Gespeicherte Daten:
########################################
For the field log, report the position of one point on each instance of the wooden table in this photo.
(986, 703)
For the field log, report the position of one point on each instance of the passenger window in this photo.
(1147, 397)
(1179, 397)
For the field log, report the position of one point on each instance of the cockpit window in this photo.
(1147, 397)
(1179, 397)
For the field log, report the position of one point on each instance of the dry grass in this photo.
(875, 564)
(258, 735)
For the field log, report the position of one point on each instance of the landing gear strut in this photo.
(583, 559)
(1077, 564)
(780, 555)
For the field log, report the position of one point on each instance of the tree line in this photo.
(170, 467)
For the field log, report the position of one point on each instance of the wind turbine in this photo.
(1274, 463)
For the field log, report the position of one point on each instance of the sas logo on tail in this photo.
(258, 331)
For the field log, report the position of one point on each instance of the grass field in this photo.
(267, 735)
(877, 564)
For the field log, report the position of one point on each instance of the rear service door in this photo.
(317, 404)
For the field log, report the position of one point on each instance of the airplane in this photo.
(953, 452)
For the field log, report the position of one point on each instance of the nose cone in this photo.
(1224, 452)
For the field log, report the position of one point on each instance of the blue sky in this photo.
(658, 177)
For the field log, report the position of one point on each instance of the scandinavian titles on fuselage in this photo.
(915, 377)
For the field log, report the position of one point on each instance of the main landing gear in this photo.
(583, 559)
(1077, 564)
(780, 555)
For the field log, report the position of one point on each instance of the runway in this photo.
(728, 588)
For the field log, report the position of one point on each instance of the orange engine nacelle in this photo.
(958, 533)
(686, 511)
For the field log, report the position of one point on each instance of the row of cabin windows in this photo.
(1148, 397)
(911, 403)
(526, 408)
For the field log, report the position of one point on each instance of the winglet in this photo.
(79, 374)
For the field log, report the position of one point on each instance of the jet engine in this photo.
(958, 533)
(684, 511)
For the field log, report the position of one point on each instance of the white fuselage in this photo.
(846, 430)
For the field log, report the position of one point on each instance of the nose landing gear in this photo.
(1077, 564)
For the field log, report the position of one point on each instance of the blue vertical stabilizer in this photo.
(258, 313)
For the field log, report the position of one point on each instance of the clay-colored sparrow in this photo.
########################################
(ZIEL) Schreibe die obigen Daten vollständig und ohne jede Änderung ab.

(LÖSUNG)
For the field log, report the position of one point on each instance of the wooden table in this photo.
(986, 703)
For the field log, report the position of one point on each instance of the passenger window in this photo.
(1147, 397)
(1179, 397)
For the field log, report the position of one point on each instance of the cockpit window in this photo.
(1147, 397)
(1179, 397)
For the field log, report the position of one point on each instance of the dry grass in this photo.
(875, 564)
(258, 735)
For the field log, report the position of one point on each instance of the landing gear strut in this photo.
(583, 559)
(1077, 564)
(780, 555)
For the field log, report the position of one point on each instance of the tree line in this photo.
(170, 467)
For the field log, report the position of one point on each instance of the wind turbine in this photo.
(1274, 463)
For the field log, report the position of one point on each instance of the sas logo on tail in this photo.
(258, 331)
For the field log, report the position of one point on each instance of the grass field in this photo.
(267, 735)
(877, 564)
For the field log, report the position of one point on each instance of the rear service door in this photo.
(317, 404)
For the field log, report the position of one point on each instance of the airplane in this photo.
(953, 452)
For the field log, report the position of one point on each instance of the nose cone in this photo.
(1224, 452)
For the field log, report the position of one point on each instance of the blue sky in this photo.
(658, 177)
For the field log, report the position of one point on each instance of the scandinavian titles on fuselage in this photo.
(915, 377)
For the field log, report the position of one point on each instance of the main landing gear in this photo.
(583, 559)
(1077, 564)
(780, 555)
For the field log, report the position of one point on each instance of the runway in this photo.
(728, 588)
For the field log, report the position of one point on each instance of the orange engine nacelle in this photo.
(958, 533)
(686, 511)
For the field log, report the position of one point on each instance of the row of cabin windows in this photo.
(1148, 397)
(911, 403)
(526, 408)
For the field log, report the position of one point on each instance of the winglet in this photo.
(79, 374)
For the field log, report the position of one point on each instance of the jet engine in this photo.
(958, 533)
(684, 511)
For the field log, report the position of one point on each instance of the white fuselage in this photo.
(846, 430)
For the field log, report the position of one point on each instance of the nose landing gear in this photo.
(1077, 564)
For the field log, report the position of one point on each instance of the blue vertical stabilizer in this photo.
(258, 313)
For the field log, report the position of one point on each instance of the clay-colored sparrow in this photo.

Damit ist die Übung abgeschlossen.